→ **Passage to read**:
--- Begin ---
Fiddler: I’d describe it as psychedelic, song based, driving electric rock music. There are sections of jamming and general unplanned madness- but within the framework of a good song. It is important to ensure a strong connection between listener and band. I’d guess the point of it, if there is one, is to take the listener or whoever along with us on a journey into who knows where. And hopefully come back in one piece.

MSJ: Who do you see as musical influences?
Martin: Who we see as influences and what you might reasonably think we sound like are probably different things. Our collective tastes cover most kinds of music – psychedelic rock, punk, metal, electronica, folk, classical, blues, pop. I guess some of the more obvious ones would be Hawkwind, early Pink Floyd, Motorhead, Gong, Here & Now, Stooges, but despite the 1970s reference points I don’t think we actually sound particularly “retro” – there’s definitely a more contemporary edge to the sound.

Fiddler: Probably we all have many different influences which have shaped us individually ….In terms of Litmus, I guess Hawkwind have been a huge influence- particularly the early stuff with the jamming. Floyd. Zeppelin. Gong. But the point is that Litmus is not an attempt to recreate any of these things- we have our own sound and are moving forward…at an alarming rate!

MSJ: Where did the name for the band come from?
Martin: The name came from our old drummer Ben. He thought it was a good joke and we’re stuck with it now because to be honest we’ve got better things to do than think of a new one. If we ever see Ben again we will make him pay for what he did.

Fiddler: There’s the old "acid test" pun in there somewhere…

MSJ: What’s ahead for you?
Martin: In the immediate future we’re soon going to Germany to play at the fantastic South of Mainstream festival with Orange Goblin and Chrome Hoof. Then we’re recording a new album in October - hopefully it will be mixed and ready to go by the end of the year so that we can get it released in the first half of 2008.
Fiddler: Recording a new album is the main focus this year- we are very lucky to be experiencing lots of new ideas at the moment and we’re keen to keep the ball rolling- the last one was a bit of a learning curve and as a result took longer than expected to appear- this one wants to be out “on the shelves” early next year.
MSJ: Are there musicians you’d like to play with in the future?
Martin: Loads, but for the moment we’re concentrating on making Litmus music. Thinking further ahead there are a few possible collaborations on the cards - whether these are done as Litmus or under other names remains to be seen. Actually, the most important musician we’d like to play with is a new keyboard player (since Andy Thompson has left us for pastures new and proggier), but we don’t know who that will be yet…

Fiddler: Probably too many to mention…speaking for myself- anyone who has ever been in Hawkwind. Nick Rhodes.

MSJ: Do you think that downloading of music is a help or hindrance to the careers of musicians? It’s been said by the major labels that it’s essentially the heart of all the problems they are having in terms of lower sales – would you agree?
Martin: I think that the heart of the problems the major labels are having is that they are releasing a lot of s**t music. If you want our music you can buy it in a shop or you can download it legally or you can download it illegally and I don’t suppose that anything anyone says is going to influence your decision. Some parts of the industry have undoubtedly changed, but it seems to me that if you offer interesting, original music with good artwork and packaging at a fair price then there’ll always be quite a few people who will buy it. The availability of downloads can potentially help to get a new band known, but there is such an overwhelming amount of new music on the internet that it can be difficult for people to find the good stuff.
--- End ---
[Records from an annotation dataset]
--- Begin ---
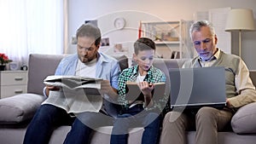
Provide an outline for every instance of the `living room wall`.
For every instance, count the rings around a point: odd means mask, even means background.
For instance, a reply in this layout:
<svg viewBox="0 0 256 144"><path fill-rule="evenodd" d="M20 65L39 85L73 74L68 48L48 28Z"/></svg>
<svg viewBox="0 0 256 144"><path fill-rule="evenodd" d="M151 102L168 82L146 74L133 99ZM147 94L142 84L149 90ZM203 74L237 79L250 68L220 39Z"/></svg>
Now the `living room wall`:
<svg viewBox="0 0 256 144"><path fill-rule="evenodd" d="M86 20L98 20L98 26L102 36L110 37L110 43L127 42L131 47L137 38L139 21L150 20L193 20L195 14L217 8L246 8L253 10L256 18L256 1L254 0L68 0L68 37L70 42L77 28ZM124 17L125 28L116 30L113 20ZM238 33L232 32L231 53L238 54ZM256 69L256 32L242 33L241 57L250 70ZM221 49L221 48L220 48ZM69 44L67 53L75 52L75 45Z"/></svg>

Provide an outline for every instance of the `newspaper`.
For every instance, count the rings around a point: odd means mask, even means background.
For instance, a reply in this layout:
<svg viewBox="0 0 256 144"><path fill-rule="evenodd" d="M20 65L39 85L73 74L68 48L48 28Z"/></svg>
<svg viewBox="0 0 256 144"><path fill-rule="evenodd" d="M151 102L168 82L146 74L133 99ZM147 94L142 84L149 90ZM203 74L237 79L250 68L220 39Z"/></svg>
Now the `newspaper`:
<svg viewBox="0 0 256 144"><path fill-rule="evenodd" d="M43 104L51 104L67 113L99 112L102 97L99 93L102 78L79 76L48 76L44 83L60 87L58 91L49 91Z"/></svg>

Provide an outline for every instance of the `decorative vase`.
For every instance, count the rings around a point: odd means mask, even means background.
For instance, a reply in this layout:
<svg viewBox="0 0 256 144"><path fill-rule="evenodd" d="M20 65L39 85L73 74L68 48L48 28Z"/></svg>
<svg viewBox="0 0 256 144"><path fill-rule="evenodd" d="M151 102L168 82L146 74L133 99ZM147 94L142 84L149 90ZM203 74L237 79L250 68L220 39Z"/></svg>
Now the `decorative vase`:
<svg viewBox="0 0 256 144"><path fill-rule="evenodd" d="M0 65L0 71L4 71L5 66L6 66L6 65Z"/></svg>

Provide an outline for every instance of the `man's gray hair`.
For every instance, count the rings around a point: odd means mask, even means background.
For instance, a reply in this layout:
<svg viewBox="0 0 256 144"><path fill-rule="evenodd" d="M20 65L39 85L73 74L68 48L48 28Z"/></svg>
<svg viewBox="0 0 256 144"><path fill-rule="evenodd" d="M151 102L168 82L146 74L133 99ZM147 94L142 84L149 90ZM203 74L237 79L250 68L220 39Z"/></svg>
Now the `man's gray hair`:
<svg viewBox="0 0 256 144"><path fill-rule="evenodd" d="M207 20L199 20L199 21L195 21L194 24L192 24L192 26L190 26L190 29L189 29L189 34L190 34L190 37L192 39L192 33L194 32L200 32L201 31L201 28L202 26L207 26L207 27L209 27L210 28L210 31L211 31L211 33L212 35L215 35L215 30L214 30L214 27L212 26L212 23L210 23L209 21Z"/></svg>

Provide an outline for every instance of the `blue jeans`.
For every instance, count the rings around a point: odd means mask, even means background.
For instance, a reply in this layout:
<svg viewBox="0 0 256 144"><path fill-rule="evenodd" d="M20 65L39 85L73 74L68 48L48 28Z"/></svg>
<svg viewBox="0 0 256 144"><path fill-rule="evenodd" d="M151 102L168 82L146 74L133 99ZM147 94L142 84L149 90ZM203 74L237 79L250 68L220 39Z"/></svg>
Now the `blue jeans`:
<svg viewBox="0 0 256 144"><path fill-rule="evenodd" d="M142 105L137 105L122 112L115 118L111 135L111 144L126 144L130 128L143 127L142 144L158 142L160 117L154 112L143 111Z"/></svg>
<svg viewBox="0 0 256 144"><path fill-rule="evenodd" d="M102 118L104 117L106 118ZM61 108L48 104L42 105L28 125L23 143L49 143L53 130L61 125L72 125L65 139L65 144L89 143L92 128L111 124L112 119L109 120L109 118L100 112L89 112L72 118ZM105 123L102 124L97 119L104 119Z"/></svg>

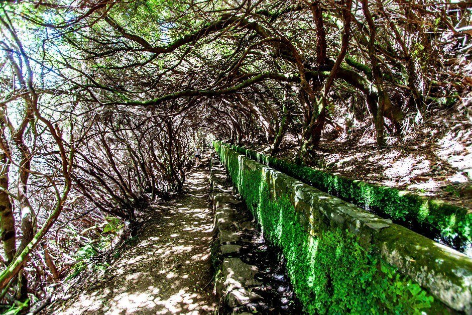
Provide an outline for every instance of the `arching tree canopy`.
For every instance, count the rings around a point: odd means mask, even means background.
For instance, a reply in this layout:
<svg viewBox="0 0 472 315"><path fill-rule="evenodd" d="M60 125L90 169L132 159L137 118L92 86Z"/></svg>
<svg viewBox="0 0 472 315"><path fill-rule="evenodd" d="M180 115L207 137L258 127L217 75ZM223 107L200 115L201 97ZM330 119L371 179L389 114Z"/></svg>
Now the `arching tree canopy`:
<svg viewBox="0 0 472 315"><path fill-rule="evenodd" d="M137 225L150 202L180 191L205 135L275 152L295 135L306 162L326 124L364 120L383 147L432 109L469 106L471 10L449 0L2 2L2 298L24 300L29 285L44 296L71 264L66 249L100 235L81 231L105 216ZM39 250L48 247L58 267ZM48 271L24 272L38 260Z"/></svg>

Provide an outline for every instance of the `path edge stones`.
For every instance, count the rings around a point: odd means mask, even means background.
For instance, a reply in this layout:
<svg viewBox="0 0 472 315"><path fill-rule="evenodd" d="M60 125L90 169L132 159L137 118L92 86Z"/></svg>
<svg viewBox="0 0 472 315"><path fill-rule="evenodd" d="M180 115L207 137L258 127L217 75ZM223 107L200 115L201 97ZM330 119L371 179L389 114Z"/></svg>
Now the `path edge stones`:
<svg viewBox="0 0 472 315"><path fill-rule="evenodd" d="M214 215L214 237L211 261L215 270L214 291L218 313L251 314L239 310L263 298L252 292L261 284L255 278L257 267L244 263L238 257L241 246L240 227L234 224L236 205L241 203L232 193L226 172L219 160L210 159L210 200ZM253 224L247 222L246 224Z"/></svg>

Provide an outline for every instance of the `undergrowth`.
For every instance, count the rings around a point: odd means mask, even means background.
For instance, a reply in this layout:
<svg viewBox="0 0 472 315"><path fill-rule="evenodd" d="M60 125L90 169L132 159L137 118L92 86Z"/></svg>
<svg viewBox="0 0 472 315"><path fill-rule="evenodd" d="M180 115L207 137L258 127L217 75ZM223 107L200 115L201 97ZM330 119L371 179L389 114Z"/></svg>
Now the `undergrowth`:
<svg viewBox="0 0 472 315"><path fill-rule="evenodd" d="M421 313L433 297L401 275L374 248L338 228L317 233L300 224L293 203L271 186L261 168L245 165L239 154L215 147L265 237L282 249L295 293L315 313ZM277 193L273 193L274 189Z"/></svg>

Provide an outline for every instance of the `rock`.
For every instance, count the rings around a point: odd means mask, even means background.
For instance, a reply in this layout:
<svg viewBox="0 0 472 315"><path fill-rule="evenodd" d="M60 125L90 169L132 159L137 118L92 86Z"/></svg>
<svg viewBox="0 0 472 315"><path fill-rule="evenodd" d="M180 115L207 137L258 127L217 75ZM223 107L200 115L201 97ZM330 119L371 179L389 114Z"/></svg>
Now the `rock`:
<svg viewBox="0 0 472 315"><path fill-rule="evenodd" d="M382 230L382 229L385 229L385 228L388 228L390 226L390 225L386 224L385 223L381 223L380 222L368 222L366 224L369 228L374 229L376 231L379 231Z"/></svg>
<svg viewBox="0 0 472 315"><path fill-rule="evenodd" d="M215 226L217 230L234 231L234 210L228 207L220 208L215 215Z"/></svg>
<svg viewBox="0 0 472 315"><path fill-rule="evenodd" d="M238 242L241 239L241 237L238 234L225 230L219 230L219 244L224 244L227 243Z"/></svg>
<svg viewBox="0 0 472 315"><path fill-rule="evenodd" d="M239 252L239 250L241 249L241 247L239 245L221 245L220 247L220 251L221 252L221 255L225 255L226 254L231 254L232 253L236 253Z"/></svg>
<svg viewBox="0 0 472 315"><path fill-rule="evenodd" d="M258 268L245 263L239 258L225 258L221 268L223 285L226 292L258 285L261 283L255 279Z"/></svg>
<svg viewBox="0 0 472 315"><path fill-rule="evenodd" d="M228 303L231 307L242 306L251 302L257 301L263 298L261 295L248 291L246 289L233 290L228 293L227 296Z"/></svg>

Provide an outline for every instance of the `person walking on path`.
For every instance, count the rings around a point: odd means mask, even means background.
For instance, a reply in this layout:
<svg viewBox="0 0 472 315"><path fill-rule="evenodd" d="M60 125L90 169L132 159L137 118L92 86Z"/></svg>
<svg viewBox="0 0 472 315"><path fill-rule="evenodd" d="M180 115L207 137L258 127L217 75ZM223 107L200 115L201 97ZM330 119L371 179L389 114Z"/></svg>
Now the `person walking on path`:
<svg viewBox="0 0 472 315"><path fill-rule="evenodd" d="M201 156L201 149L200 146L197 146L197 148L195 150L195 159L196 162L197 167L200 165L200 157Z"/></svg>

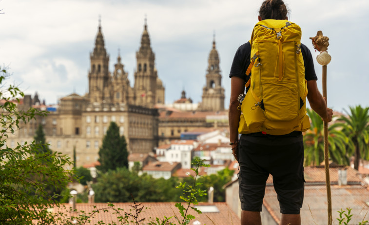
--- End ---
→ **Set of tasks**:
A – In the interview with Litmus, list the acts Martin names right after the words "I guess some of the more obvious ones would be".
B – Continue the interview with Litmus from where the text stops.

→ **Responses to the tasks**:
A – Hawkwind, early Pink Floyd, Motorhead, Gong, Here & Now, Stooges

B –
Fiddler: Music downloads are a form of media- no different to records, tapes or CDs. I would suggest that the reason for lower sales is the fact that CDs are vastly overpriced - who can afford to walk into a store and take a chance on something when it’s the best part of 20quid? Whether this is greed on the part of record companies or retailers or whoever, I don’t know- certainly the artists are not getting huge returns.

MSJ: In a related question how do you feel about fans recording shows and trading them?
Martin: I’m delighted that anyone thinks we’re playing something worth recording. Audience recording and trading has always been an important part of the underground scene, and long may it continue. In relation to the previous point it also helps bands to reach sympathetic audiences around the world. All we ask is that people don’t make any money from it, and that they send us a copy so we know what’s out there.

Fiddler: If fans are willing to put in the time and effort to record a gig and share with others, that makes me feel very happy indeed.

MSJ: What was the last CD you bought, or what have you been listening to lately?
Martin: The last thing I bought was the first two Tangerine Dream albums – really interesting, and very different from the later albums that made them an international household name. As for what I’ve been listening to lately, there’s always so much of it – last night it was: Melvins (The Maggot), Boris (Akuma no Uta), Kyuss (Blues for the Red Sun), Slo Burn (Amusing the Amazing), Revelation (Frozen Masque), Oversoul (Seven Days in November) and Asbestos Death (Dejection Unclean). Yes, we had a joyously doomy evening.


Marek: I bought Alpha One-Three by Jah Wobble. He’s always been a fascinating listen and this one is no different. I tend to shove everything I buy into my I-Pod then “shuffle” it all – I love the jarring juxtapositions created as the poor apple tries to juggle all the weirdness I’ve got in there and make sense of it. Klaus Badelt followed by Jason Lowenstein etc.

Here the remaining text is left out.